Но при этом Бродский, во-первых, не воспроизводит фрагментов текста Тарковского (что необходимо для цитаты в собственном смысле слова), а во-вторых, соотнесенность с «Вещами» не привносит в текст Бродского новой семантики, кроме восприятия строк «Fin de siècle» как вариации уже когда-то сказанных слов.
Другой пример — стихотворение «Итака» (1993). Во-первых, «Итака» соотнесена с «Улиссом» Джойса, но это сходство ситуаций и мотивов, а не означающих[114]. При этом соотнесенность с джойсовским текстом не открывает в стихотворении новые смысловые измерения, а лишь подает его как текст вторичный: Бродский читает «Одиссею» вслед за Джойсом и так же, как Джойс. «Цитируется» не джойсовский роман, а его код[115].
Во-вторых, строки из последней строфы «Итаки»: «То ли остров не тот, то ли впрямь, залив / синевой зрачок, стал твой взгляд брезглив» (III; 232) — перекликаются со стихом Асеева «Синий глаз бессонного залива» («Заржавленная лира», I)[116]. По своей поэтике это стихотворение не похоже на «Итаку»[117], и соотнесенность с ним не обогащает текст Бродского семантически. Но в обоих совпадает образ залитого синевой зрачка залива. У Бродского залив — деепричастие от глагола «залить», однако соседство со словом-существительным «остров» и enjambement, отделяющий «залив» от зависимых слов «синевой зрачок», побуждают отнести его к существительным[118].
В принятой терминологии этот пример, скорее всего, нужно интерпретировать или как заимствование, или как случайное совпадение. Обыгрывание омонимической пары «залив — залив» встречается и у Пастернака в стихотворении «Петербург»: «Когда на Петровы глаза навернулись, / слезя их, заливы <…>»[119].
Но у Бродского очень много и других совпадений с фрагментами «чужих» текстов. И эти совпадения, если их рассматривать как цитаты, часто не привносят в новый контекст семантики текста-источника. Лишены они и такого формального и достаточного признака цитаты, как точность воспроизведения цитируемых слов. При опознании их как реминисценций «включается» сложный семиотический механизм: поэтическое высказывание Бродского читающий соотносит с произведением другого автора, после чего выясняет, что это не классический случай цитаты, а «повтор» мотива, ситуации, образа — недостаточный, чтобы стать явной реминисценцией, но и не случайный, так как соотнесенные элементы не относятся к «общим местам», литературным топосам. Значимым оказывается не сообщение, заключенное в цитате, но сам код — установка на повторение, на «готовое слово», к которому прибегает поэт[120].
Вот примеры такого рода.
Строка «города рвут сырую сетчатку из грубой ткани» из стихотворения Бродского «Мысль о тебе удаляется, как разжалованная прислуга…» (III; 142) перекликается с мандельштамовской метафорой «Разорвав расстояний холстину» («Средь народного шума и спеха…»)[121]; в обоих текстах метафорика ткани приобретает значение, связанное с расстоянием, — у Бродского с затерянностью в пространстве, у Мандельштама — с преодолением расстояния. Сравнение в этом же стихотворении Бродского мысли об умершей матери с разжалованной прислугой («Мысль о тебе удаляется, как разжалованная прислуга…») сходно с образом из романа Пруста «Содом и Гоморра»: ушедшая из жизни бабушка Марселя «с униженным видом старой служанки, которую прогнали»[122].

_Условия заданий_
A) Перепишите из текста для чтения отрывок, начиная с «Но при этом» и заканчивая «а его код[115].».
B) Соответствуют ли тексту для чтения следующие утверждения? Ответьте «да» или «нет» и приведите решающие слова текста в виде точной цитаты.
(i) Стихотворение «Итака» датировано 1993 годом.
(ii) Сходство «Итаки» с «Улиссом» Джойса — это сходство означающих.
(iii) Обыгрывание омонимической пары «залив — залив» встречается у Пастернака в стихотворении «Петербург».
C) С каким стихом Асеева, согласно тексту для чтения, перекликаются строки из последней строфы «Итаки»?

_Исходные строки_
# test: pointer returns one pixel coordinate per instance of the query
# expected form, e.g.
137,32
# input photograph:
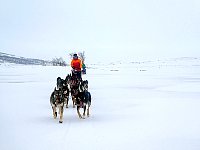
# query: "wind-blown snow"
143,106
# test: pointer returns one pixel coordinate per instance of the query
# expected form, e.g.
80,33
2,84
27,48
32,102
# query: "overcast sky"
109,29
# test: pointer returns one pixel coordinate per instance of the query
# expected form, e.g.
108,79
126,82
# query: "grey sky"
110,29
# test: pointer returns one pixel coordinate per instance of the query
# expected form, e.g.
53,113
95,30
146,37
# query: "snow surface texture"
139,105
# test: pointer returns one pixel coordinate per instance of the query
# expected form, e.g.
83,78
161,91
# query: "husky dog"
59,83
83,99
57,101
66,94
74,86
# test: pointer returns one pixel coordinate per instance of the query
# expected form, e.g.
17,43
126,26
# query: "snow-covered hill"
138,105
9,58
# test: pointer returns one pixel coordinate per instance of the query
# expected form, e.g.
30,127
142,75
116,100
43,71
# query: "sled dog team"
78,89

_Ответы по заданиям_
A)
Но при этом Бродский, во-первых, не воспроизводит фрагментов текста Тарковского (что необходимо для цитаты в собственном смысле слова), а во-вторых, соотнесенность с «Вещами» не привносит в текст Бродского новой семантики, кроме восприятия строк «Fin de siècle» как вариации уже когда-то сказанных слов.
Другой пример — стихотворение «Итака» (1993). Во-первых, «Итака» соотнесена с «Улиссом» Джойса, но это сходство ситуаций и мотивов, а не означающих[114]. При этом соотнесенность с джойсовским текстом не открывает в стихотворении новые смысловые измерения, а лишь подает его как текст вторичный: Бродский читает «Одиссею» вслед за Джойсом и так же, как Джойс. «Цитируется» не джойсовский роман, а его код[115].

B)
(i) Да: «Другой пример — стихотворение «Итака» (1993)».
(ii) Нет: «это сходство ситуаций и мотивов, а не означающих».
(iii) Да: «Обыгрывание омонимической пары «залив — залив» встречается и у Пастернака в стихотворении «Петербург»».

C) Со стихом «Синий глаз бессонного залива» («Заржавленная лира», I).